> TEXT SHOWN
*****

How Good Customer Service is KEY to Repair Business Success

by Komayal Hassan
Illustration depicting a customer service response cycle in a repair business

There’s a certain field truth that every repair business needs to contend with:

The game comes saturated – rife with competition. So your angling needs to be precise. Better than your peers to gain the edge needed. Because this is the only way you pull customers toward your door (physical or virtual). Stand a shot of luring their hard-earned currency. And, perhaps, even turning them into repeat customers.

As a repair shop, if you fulfill these conditions, you’re in good standing. Otherwise, there’s always the option to make your fortune elsewhere. No pressure – but that’s how it is. It doesn’t help much that we’re also living in the post-pandemic age. Rising inflation is the way of the world, today – and so is all-around despair. Repair shop software, truth be told, can only solve so much (I am pained to admit).

*****

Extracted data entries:

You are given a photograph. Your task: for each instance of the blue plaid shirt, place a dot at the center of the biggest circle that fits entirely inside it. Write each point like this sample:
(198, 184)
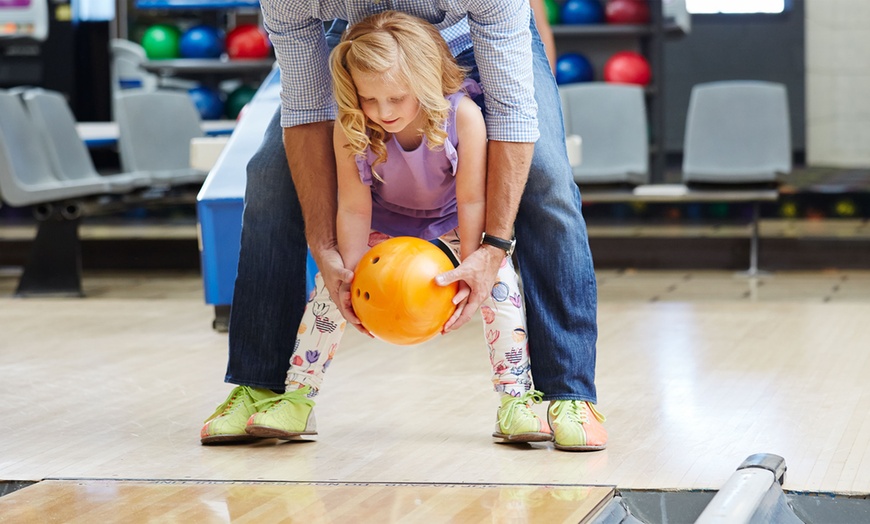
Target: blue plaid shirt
(498, 29)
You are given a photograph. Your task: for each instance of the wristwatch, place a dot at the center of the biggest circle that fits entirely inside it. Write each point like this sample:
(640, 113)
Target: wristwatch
(506, 245)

*****

> TASKS TO COMPLETE
A. Copy the passage of the customer service article that begins at the words "There’s a certain" and ends after the words "into repeat customers.".
B. Summarize the customer service article in two sentences.
C. Translate this sentence from the customer service article into Spanish: "Rising inflation is the way of the world, today – and so is all-around despair."

> RESPONSES BY ITEM NUMBER
A.
There’s a certain field truth that every repair business needs to contend with:

The game comes saturated – rife with competition. So your angling needs to be precise. Better than your peers to gain the edge needed. Because this is the only way you pull customers toward your door (physical or virtual). Stand a shot of luring their hard-earned currency. And, perhaps, even turning them into repeat customers.

B. Because the repair business is saturated with competition, a shop needs a precise approach that is better than its peers' to draw customers in and possibly turn them into repeat customers. Shops that meet these conditions are in good standing, but the post-pandemic age brings rising inflation and all-around despair, and repair shop software can only solve so much.

C. La inflación en aumento es lo habitual en el mundo de hoy, y también lo es la desesperanza generalizada.